> _CONSIGNE ÉCRITE A_
Dans les enregistrements, recopie les lignes en commençant à celle qui contient "locate the chimney" et en finissant à celle qui contient "336,120 -> 375,173", les deux incluses. Remplace "chimney pot" par "satellite dish" sans rien changer d'autre.

> _EXTRAIT CHOISI_

Mes travaux portent sur l’histoire des mobilités au cours d’un long dix-huitième siècle qui inclut aussi la période de l’âge des révolutions. Ma thèse portait sur la circulation des comédiennes et comédiens français dans l’Europe des Lumières. Elle cherchait à repenser au prisme de leur expérience dans les cours européennes et grâce aux méthodes de l’histoire transnationale ce que l’on appelait l’ « Europe française ».
À partir de ce premier ensemble de travaux, j’ai peu à peu élargi mes horizons pour m’intéresser aux connexions entre l’Europe et l'Asie. Mon mémoire inédit d’habilitation à diriger des recherches (HDR) reconstitue la trajectoire étonnante d’un voyageur indien, Ahmad Khan, qui cherchait à se rendre à Londres depuis le Gujarat et qui se retrouva coincé en France pendant près de deux ans, entre 1793 et 1795. Cette trajectoire permet donc d’inverser le regard, de « provincialiser » la révolution française en la considérant depuis l’Inde et, au-delà, de réfléchir aux enjeux politiques et moraux de la mobilité à l’échelle globale. L’ouvrage a d’abord paru en Inde, aux éditions Permanent Black, grâce au soutien financier de l’EUR Translitterae. Une édition française doit paraître en 2026 aux Presses Universitaires de France (PUF).
Au cours de ce travail, j’ai été amené à m’intéresser aux drogmans, les traducteurs qui servaient d’intermédiaires dans l’empire ottoman. C’est à ces drogmans et à leurs activités que je consacre actuellement mes recherches, dans le cadre d’une réflexion plus générale sur le contact des langues à l’époque moderne qui fera l’objet de mon séminaire de recherche au second semestre.
Vous êtes, depuis le 1er septembre 2025, le nouveau directeur du département d'histoire de l'ENS. Que représente pour vous cette nomination ?
Rahul Markovits : C’est un honneur bien sûr. Il s’agit de reprendre le flambeau en quelque sorte. Mais il ne faut pas exagérer le poids symbolique de cette fonction : le rôle du directeur ou de la directrice est simplement de donner de son temps pour animer, en étroite collaboration avec la directrice des études (Sylvia Estienne) et notre gestionnaire (Sophie Tissandier), un collectif de travail. Il s’agit d’assurer la liaison avec les laboratoires, les autres départements, la direction et l’ensemble des services de l’ENS. Cela permet de découvrir autrement l’institution, de l’intérieur pour ainsi dire.
Quelles ambitions avez-vous pour ce département et quelle trajectoire souhaitez-vous donner à vos missions ?
Rahul Markovits : Nous souhaiterions mieux faire connaître nos activités auprès des étudiants de l’université et surtout des classes préparatoires qui constituent notre vivier de recrutement principal. Malgré des évolutions, les concours, en histoire, sont parfois un peu décalés par rapport aux enjeux actuels de la recherche. Nous souhaiterions réduire cet écart, dont nous constatons qu’il est beaucoup moins important pour les étudiants du Cycle Pluridisciplinaire d'Études Supérieures (CPES).

> _DONNÉES AFFICHÉES_
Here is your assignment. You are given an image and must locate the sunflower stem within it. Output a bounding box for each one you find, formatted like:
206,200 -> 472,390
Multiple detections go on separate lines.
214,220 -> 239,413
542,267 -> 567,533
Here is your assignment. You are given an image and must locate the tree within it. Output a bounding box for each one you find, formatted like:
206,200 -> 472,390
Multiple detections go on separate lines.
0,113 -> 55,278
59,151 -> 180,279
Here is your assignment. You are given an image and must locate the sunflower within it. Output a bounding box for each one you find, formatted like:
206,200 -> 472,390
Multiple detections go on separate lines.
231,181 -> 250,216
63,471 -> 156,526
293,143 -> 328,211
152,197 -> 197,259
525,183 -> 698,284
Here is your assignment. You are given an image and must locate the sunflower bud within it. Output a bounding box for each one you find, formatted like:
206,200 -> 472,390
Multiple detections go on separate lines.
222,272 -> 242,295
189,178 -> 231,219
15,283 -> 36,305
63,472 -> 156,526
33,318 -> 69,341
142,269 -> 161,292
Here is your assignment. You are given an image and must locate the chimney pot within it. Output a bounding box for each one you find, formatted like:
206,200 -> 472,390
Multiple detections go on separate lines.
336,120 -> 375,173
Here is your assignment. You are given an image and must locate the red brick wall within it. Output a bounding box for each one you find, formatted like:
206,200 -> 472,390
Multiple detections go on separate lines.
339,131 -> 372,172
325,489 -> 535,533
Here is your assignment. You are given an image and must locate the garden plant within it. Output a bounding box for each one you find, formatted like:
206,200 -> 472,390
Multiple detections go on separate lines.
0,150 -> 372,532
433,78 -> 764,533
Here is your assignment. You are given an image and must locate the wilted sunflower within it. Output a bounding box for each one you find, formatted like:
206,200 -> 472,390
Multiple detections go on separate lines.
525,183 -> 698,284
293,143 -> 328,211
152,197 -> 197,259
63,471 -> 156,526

> _CONSIGNE ÉCRITE B_
Dans l'entretien ci-dessus, reprends sous forme de liste à puces le paragraphe qui commence par « À partir de ce premier ensemble de travaux » en gardant ses faits principaux.

> _RÉPONSE ATTENDUE A_
Here is your assignment. You are given an image and must locate the satellite dish within it. Output a bounding box for each one you find, formatted like:
206,200 -> 472,390
Multiple detections go on separate lines.
336,120 -> 375,173

> _RÉPONSE ATTENDUE B_
- Le chercheur a peu à peu élargi ses travaux aux connexions entre l'Europe et l'Asie.
- Son mémoire inédit d'habilitation à diriger des recherches (HDR) retrace la trajectoire d'Ahmad Khan. Ce voyageur indien voulait se rendre à Londres depuis le Gujarat et s'est retrouvé coincé en France pendant près de deux ans, entre 1793 et 1795.
- Cette trajectoire permet de « provincialiser » la révolution française en la regardant depuis l'Inde. Elle permet aussi de réfléchir aux enjeux politiques et moraux de la mobilité à l'échelle globale.
- L'ouvrage a d'abord paru en Inde, aux éditions Permanent Black, grâce au soutien financier de l'EUR Translitterae.
- Une édition française doit paraître en 2026 aux Presses Universitaires de France (PUF).